[Start of Reading passage]

Business

Building A Healthy eCommerce Business In Brazil

From political strife to the Olympics snafu, Brazil’s last decade has been a rollercoaster ride. But there could be hope on the way, with recent political stability, a flourishing startup scene, growing mobile penetration and a healthy eCommerce appetite showing promise for innovators looking to do business in Brazil. The second-largest economy in the Americas poses its own set of unique challenges. Get the scoop in the latest PYMNTS.com Doing Business In Brazil report.

Though Brazil is working with a very cash-based economy — the country’s cash share stands at 22.2 percent of its GDP — that doesn’t mean there isn’t room for eCommerce businesses to help drive a change in the payment landscape. Pedro Pandolpho, owner of online health food business Pronto Light, recently joined PYMNTS to share how the payment methods for eCommerce businesses have shifted in recent years and what that could mean for the future of digital payments in Brazil.

Here is an excerpt of the conversation.

PYMNTS: Please provide us with a high-level overview of your business and the customers you serve.

PP: At Pronto Light, we produce, sell and deliver healthy frozen food. Our customers are local and urban, and they also fall within the middle to upper social classes.

PYMNTS: Can you describe the customer shopping experience today — and how that has changed in recent years?

PP: When we started our business eight years ago, we had a big challenge, specifically for two reasons. The first was that we were trying to sell healthy frozen food, and in Brazil, people tend to assume frozen food can’t be healthy. Also, when we decided to be an eCommerce business, it was difficult to sell our products online because people didn’t have an interest in the digital sales channel. I remember on our first website we used the drag-and-drop technology to allow consumers to literally drag and drop products into their online shopping cart, which was a good experience for shopping. But when tablets and smartphones appeared, the technology no longer worked on those devices, so we had to quickly make a new website to address the new demands of digital devices.

PYMNTS: How do people pay for the things they buy on your eCommerce site? How has that changed over the years?

PP: At the start of our business, the payment method breakdown was 60 percent credit cards, 30 percent cash and 10 percent Boleto, the last of which is specific to Brazil. For the past five years or so, that has changed because we no longer work with cash and because credit card transactions now represent 85 percent of payments, 5 percent is Boleto and the remainder is made up of vouchers.

What we observed is the shift from 60 percent by credit cards to 80 percent, which showed that people were scared about paying with their credit cards on the internet.

However, that has changed drastically.

Last year, in November, we started accepting Visa Checkout on our website. It provides an easy way for consumers to buy things once they have registered their credit card with the service. It was a new technology for us, and I think it helps a lot of people with their shopping journey. But it’s still a very new product in Brazil, so people don’t necessarily know exactly what Visa Checkout is. No more than 5 percent of the credit card payments we receive are represented by Visa Checkout, but we’ve only been accepting it for two or three months. Visa is now pushing media and commercials to educate consumers on what Visa Checkout is, and I believe by the end of the year that percentage will surely increase for us.

[End of Reading passage]
[Start of Provided information]

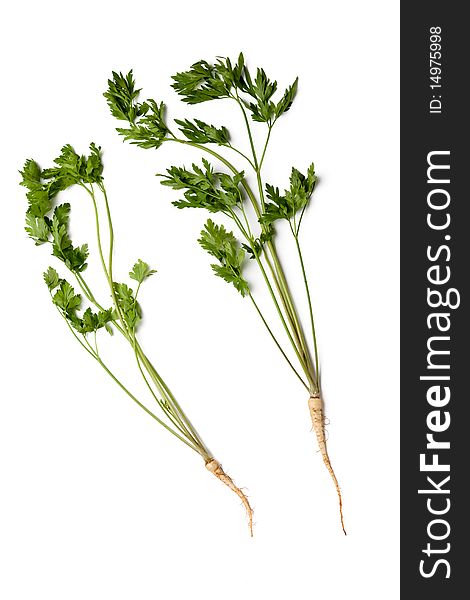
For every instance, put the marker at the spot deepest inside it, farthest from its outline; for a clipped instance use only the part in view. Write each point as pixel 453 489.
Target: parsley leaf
pixel 223 245
pixel 294 200
pixel 140 271
pixel 51 277
pixel 205 188
pixel 128 305
pixel 202 133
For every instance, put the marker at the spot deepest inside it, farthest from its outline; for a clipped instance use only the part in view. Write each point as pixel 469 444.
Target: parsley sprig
pixel 229 192
pixel 49 223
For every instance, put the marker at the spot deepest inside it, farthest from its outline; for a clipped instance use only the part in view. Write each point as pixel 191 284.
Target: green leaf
pixel 51 277
pixel 214 191
pixel 294 200
pixel 122 95
pixel 128 305
pixel 140 271
pixel 66 299
pixel 31 175
pixel 287 99
pixel 202 133
pixel 223 245
pixel 37 228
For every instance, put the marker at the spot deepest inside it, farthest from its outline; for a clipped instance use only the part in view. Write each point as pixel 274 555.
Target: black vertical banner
pixel 435 301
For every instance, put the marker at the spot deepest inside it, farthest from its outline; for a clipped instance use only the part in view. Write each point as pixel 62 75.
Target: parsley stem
pixel 277 343
pixel 128 334
pixel 310 308
pixel 277 273
pixel 91 351
pixel 271 291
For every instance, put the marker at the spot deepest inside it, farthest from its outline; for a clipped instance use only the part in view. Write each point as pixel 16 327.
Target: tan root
pixel 216 468
pixel 315 405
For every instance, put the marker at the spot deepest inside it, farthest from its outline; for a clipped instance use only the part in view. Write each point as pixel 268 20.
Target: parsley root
pixel 49 224
pixel 255 212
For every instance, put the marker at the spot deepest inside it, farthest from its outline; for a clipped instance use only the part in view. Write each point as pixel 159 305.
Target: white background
pixel 97 501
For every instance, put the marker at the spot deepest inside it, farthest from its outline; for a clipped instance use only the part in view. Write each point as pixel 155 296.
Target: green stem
pixel 277 343
pixel 309 299
pixel 124 388
pixel 158 381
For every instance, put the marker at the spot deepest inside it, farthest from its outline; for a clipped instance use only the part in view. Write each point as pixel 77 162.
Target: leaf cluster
pixel 203 133
pixel 294 200
pixel 205 188
pixel 223 245
pixel 68 302
pixel 205 81
pixel 43 224
pixel 128 305
pixel 147 126
pixel 141 271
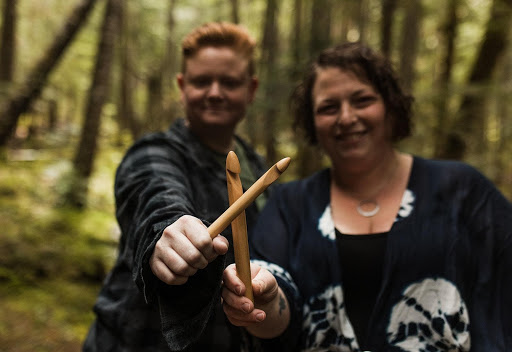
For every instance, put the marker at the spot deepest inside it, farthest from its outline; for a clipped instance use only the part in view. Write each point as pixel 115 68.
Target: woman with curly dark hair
pixel 383 250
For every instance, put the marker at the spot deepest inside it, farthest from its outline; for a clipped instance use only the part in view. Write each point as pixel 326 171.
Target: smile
pixel 352 136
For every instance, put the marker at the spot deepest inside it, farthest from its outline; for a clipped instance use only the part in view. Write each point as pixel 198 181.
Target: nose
pixel 346 115
pixel 215 91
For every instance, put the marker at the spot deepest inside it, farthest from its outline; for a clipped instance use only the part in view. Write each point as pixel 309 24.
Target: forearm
pixel 277 318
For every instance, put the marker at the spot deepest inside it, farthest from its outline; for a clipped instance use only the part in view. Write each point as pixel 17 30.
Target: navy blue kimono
pixel 447 273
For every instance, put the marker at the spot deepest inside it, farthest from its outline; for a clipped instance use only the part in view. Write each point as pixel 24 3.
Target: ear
pixel 253 87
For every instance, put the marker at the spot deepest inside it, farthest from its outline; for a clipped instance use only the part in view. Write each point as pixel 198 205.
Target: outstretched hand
pixel 184 248
pixel 268 316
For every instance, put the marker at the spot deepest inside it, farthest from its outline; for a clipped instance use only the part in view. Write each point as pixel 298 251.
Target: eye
pixel 328 109
pixel 231 83
pixel 200 81
pixel 364 101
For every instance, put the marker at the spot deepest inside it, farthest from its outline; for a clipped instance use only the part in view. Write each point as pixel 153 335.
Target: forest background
pixel 81 80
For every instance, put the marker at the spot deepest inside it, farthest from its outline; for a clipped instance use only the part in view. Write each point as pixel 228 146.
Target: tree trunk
pixel 127 117
pixel 308 157
pixel 448 38
pixel 269 67
pixel 98 93
pixel 388 14
pixel 470 119
pixel 409 45
pixel 320 27
pixel 8 42
pixel 19 103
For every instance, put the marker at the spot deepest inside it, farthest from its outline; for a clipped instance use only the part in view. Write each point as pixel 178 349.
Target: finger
pixel 176 263
pixel 232 281
pixel 163 273
pixel 186 250
pixel 236 301
pixel 264 286
pixel 198 235
pixel 220 245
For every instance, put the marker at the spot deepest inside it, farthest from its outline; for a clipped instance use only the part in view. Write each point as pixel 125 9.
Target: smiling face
pixel 216 89
pixel 349 116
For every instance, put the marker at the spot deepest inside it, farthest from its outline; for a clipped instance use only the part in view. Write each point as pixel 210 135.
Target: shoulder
pixel 448 178
pixel 314 187
pixel 448 170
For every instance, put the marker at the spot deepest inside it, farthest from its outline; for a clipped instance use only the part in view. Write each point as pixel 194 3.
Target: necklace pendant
pixel 364 205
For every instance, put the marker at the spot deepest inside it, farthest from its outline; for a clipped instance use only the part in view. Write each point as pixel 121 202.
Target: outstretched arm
pixel 268 316
pixel 184 248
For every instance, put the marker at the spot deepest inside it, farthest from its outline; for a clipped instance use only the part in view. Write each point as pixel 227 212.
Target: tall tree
pixel 8 42
pixel 388 15
pixel 409 44
pixel 269 57
pixel 320 26
pixel 127 115
pixel 448 34
pixel 20 101
pixel 97 95
pixel 470 119
pixel 308 157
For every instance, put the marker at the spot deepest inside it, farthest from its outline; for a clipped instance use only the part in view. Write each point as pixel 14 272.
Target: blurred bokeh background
pixel 80 80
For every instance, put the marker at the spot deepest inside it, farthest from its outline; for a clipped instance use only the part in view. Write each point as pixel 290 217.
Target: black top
pixel 362 259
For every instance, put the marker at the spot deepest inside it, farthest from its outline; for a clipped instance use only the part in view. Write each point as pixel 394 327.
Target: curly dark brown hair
pixel 370 67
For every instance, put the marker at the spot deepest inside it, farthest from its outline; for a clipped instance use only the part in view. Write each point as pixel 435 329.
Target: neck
pixel 365 181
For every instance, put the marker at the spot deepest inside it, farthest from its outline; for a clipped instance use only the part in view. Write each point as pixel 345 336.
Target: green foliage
pixel 52 259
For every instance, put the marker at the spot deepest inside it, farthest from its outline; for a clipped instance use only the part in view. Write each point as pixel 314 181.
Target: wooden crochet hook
pixel 239 225
pixel 248 197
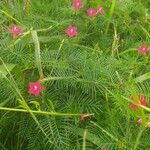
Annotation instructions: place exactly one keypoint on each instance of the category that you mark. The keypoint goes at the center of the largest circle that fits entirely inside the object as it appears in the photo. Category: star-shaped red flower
(35, 88)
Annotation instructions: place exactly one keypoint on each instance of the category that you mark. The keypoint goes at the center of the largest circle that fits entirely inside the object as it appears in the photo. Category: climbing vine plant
(74, 75)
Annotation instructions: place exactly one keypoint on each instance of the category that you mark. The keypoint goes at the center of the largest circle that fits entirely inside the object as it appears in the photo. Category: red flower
(15, 30)
(100, 10)
(84, 116)
(35, 88)
(143, 49)
(92, 12)
(71, 31)
(142, 101)
(77, 4)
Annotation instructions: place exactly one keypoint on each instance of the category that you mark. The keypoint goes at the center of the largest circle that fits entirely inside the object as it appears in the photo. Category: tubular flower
(143, 49)
(141, 100)
(35, 88)
(71, 31)
(91, 12)
(77, 4)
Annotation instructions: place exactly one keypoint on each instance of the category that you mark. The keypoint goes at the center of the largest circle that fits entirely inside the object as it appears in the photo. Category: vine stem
(37, 53)
(138, 139)
(111, 11)
(38, 112)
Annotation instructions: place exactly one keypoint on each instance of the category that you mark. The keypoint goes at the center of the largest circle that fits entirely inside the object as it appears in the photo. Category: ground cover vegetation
(74, 74)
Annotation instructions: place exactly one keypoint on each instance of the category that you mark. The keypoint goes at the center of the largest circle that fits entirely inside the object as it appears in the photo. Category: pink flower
(142, 101)
(35, 88)
(100, 10)
(77, 4)
(71, 31)
(143, 49)
(15, 30)
(139, 121)
(84, 116)
(92, 12)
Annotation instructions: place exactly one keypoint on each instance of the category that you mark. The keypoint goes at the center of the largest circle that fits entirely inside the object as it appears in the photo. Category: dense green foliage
(96, 72)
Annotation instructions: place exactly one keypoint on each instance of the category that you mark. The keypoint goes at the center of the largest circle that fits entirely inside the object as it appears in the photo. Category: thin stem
(109, 134)
(38, 112)
(9, 16)
(110, 15)
(138, 139)
(84, 140)
(37, 53)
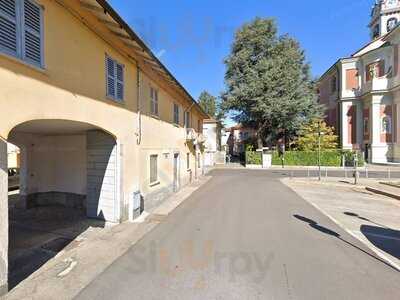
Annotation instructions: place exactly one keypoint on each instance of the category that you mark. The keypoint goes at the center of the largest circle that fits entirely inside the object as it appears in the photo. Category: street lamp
(319, 150)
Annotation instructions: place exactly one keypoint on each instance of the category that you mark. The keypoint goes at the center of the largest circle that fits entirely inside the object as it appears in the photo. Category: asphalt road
(245, 235)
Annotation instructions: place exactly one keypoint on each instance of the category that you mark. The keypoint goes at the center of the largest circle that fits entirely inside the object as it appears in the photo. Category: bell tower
(384, 17)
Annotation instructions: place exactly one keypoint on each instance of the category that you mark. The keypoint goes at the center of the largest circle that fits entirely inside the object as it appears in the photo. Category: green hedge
(253, 158)
(328, 158)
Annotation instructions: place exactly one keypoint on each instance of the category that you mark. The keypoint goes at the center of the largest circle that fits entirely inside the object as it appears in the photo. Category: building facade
(361, 93)
(99, 121)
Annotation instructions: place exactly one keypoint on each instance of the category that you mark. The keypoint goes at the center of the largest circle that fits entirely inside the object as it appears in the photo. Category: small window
(176, 113)
(154, 101)
(387, 125)
(187, 119)
(375, 31)
(21, 30)
(391, 23)
(115, 79)
(153, 169)
(333, 84)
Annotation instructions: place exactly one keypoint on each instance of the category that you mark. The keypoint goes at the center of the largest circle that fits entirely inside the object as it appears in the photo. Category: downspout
(139, 122)
(339, 105)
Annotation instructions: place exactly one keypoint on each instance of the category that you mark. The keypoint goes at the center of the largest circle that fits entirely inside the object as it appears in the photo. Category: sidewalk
(92, 252)
(371, 218)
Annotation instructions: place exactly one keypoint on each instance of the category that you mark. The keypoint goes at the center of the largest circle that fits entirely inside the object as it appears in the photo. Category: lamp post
(319, 150)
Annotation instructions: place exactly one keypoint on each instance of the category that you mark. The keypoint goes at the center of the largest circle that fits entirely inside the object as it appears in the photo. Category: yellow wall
(73, 87)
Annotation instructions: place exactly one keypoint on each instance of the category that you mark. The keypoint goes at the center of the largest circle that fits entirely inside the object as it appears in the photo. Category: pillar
(3, 218)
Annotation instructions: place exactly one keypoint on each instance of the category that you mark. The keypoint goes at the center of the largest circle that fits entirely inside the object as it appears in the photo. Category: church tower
(385, 16)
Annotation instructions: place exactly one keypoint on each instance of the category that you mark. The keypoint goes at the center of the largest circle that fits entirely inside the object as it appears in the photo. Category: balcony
(191, 135)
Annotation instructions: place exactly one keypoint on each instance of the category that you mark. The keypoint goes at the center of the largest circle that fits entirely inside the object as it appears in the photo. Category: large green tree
(209, 103)
(268, 82)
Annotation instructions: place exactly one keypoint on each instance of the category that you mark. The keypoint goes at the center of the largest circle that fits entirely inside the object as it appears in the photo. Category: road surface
(245, 235)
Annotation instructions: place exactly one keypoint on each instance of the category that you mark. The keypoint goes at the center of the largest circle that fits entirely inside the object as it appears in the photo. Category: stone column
(3, 218)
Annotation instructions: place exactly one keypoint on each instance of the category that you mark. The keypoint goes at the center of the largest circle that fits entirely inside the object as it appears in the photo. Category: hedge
(328, 158)
(253, 158)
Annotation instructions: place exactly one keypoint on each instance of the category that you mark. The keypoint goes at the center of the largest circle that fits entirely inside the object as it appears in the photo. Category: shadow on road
(386, 239)
(381, 236)
(332, 233)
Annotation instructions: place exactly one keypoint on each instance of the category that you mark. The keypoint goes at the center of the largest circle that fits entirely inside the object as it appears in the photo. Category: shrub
(310, 158)
(253, 158)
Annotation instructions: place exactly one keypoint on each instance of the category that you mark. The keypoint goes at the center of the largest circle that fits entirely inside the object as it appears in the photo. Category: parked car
(13, 179)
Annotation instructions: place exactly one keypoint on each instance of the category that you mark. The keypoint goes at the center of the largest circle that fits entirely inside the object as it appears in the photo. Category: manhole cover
(56, 245)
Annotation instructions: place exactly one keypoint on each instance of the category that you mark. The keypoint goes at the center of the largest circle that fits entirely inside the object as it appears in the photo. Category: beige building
(99, 121)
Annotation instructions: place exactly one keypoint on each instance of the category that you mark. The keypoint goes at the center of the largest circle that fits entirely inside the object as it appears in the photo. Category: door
(176, 172)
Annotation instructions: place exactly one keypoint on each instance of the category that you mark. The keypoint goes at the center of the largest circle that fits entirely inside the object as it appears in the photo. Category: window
(187, 119)
(154, 101)
(375, 31)
(153, 169)
(176, 113)
(115, 79)
(391, 23)
(387, 124)
(333, 84)
(21, 30)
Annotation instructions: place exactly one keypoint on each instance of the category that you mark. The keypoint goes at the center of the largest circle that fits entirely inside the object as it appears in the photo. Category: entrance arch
(68, 163)
(64, 163)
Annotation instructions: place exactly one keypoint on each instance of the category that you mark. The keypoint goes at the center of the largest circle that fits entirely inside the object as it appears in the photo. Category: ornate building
(361, 93)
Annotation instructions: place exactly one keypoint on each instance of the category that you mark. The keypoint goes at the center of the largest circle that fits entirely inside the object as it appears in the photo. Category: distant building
(238, 137)
(213, 153)
(361, 93)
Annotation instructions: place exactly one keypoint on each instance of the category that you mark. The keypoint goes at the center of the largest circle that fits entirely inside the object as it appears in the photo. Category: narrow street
(245, 235)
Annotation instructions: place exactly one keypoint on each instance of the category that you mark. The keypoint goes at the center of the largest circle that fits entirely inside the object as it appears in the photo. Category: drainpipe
(139, 124)
(339, 105)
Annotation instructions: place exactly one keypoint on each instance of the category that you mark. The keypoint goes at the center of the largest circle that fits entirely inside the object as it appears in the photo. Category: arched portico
(65, 163)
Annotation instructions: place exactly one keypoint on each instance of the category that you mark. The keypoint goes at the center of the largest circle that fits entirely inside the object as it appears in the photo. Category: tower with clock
(385, 16)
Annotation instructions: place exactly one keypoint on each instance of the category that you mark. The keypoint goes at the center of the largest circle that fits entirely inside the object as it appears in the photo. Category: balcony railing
(191, 134)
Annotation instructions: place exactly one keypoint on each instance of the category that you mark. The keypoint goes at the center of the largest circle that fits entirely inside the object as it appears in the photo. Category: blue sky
(193, 37)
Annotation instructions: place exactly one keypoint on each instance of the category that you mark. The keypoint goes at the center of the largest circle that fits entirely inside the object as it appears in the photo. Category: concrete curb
(382, 192)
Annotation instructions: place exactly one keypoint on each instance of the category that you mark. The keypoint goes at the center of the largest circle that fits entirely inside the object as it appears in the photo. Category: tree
(308, 140)
(268, 84)
(209, 103)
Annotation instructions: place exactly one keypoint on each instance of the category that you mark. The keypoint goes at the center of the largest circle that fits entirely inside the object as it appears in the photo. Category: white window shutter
(110, 77)
(120, 82)
(32, 32)
(8, 26)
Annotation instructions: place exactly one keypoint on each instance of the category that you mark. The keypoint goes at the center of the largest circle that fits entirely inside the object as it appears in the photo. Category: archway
(69, 173)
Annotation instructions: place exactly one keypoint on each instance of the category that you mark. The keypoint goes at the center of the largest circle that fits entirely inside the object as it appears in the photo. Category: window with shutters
(154, 101)
(176, 114)
(21, 30)
(187, 120)
(115, 79)
(153, 169)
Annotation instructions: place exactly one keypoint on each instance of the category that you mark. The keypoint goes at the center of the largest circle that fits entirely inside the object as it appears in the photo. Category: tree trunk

[End of Provided information]

## Request 1
Name every payment method that the Pronto Light interview in the Brazil eCommerce article mentions.
## Request 2
Extend the article on eCommerce in Brazil, picking up after its final sentence.
The lines above come from a separate source that has no connection to the article on eCommerce in Brazil.

## Exercise response 1
Credit cards, cash, Boleto, vouchers and Visa Checkout.

## Exercise response 2
PYMNTS: What has the impact of mobile to your business been, and how has that changed the way consumers engage with your business? You mentioned having to change the drag-and-drop technology because that didn’t work on mobile, but were there any other impacts?

PP: What we observed is that mobile and tablets are responsible for 65 percent of the access to our site, but when we talk about revenue, they account for only 25 percent. People check the website to know what they want, but when they shop, they go back to the desktop for buying. Even though our website is responsive on mobile and we have an app, what we see is that, when people want to buy, they still go to desktop. At a recent seminar in Brazil, this was a point they specifically discussed because it’s a common thing in the country: to have more views on mobile while the revenues are still generated on desktops. But I think that’s going to change.

PYMNTS: Are there any forms of payment that may be accepted in the future? What is on your payments roadmap?

PP: I know the payment technologies will change, but we are not looking at any other specific type of payment that is happening or may happen in the near future. Mobile payments for us already exist, and what I expect is that the number of mobile payments will increase in coming years as people get used to buying and paying for everything with their mobile devices.

PYMNTS: What will make the biggest impact on your business over the next five to 10 years? Why?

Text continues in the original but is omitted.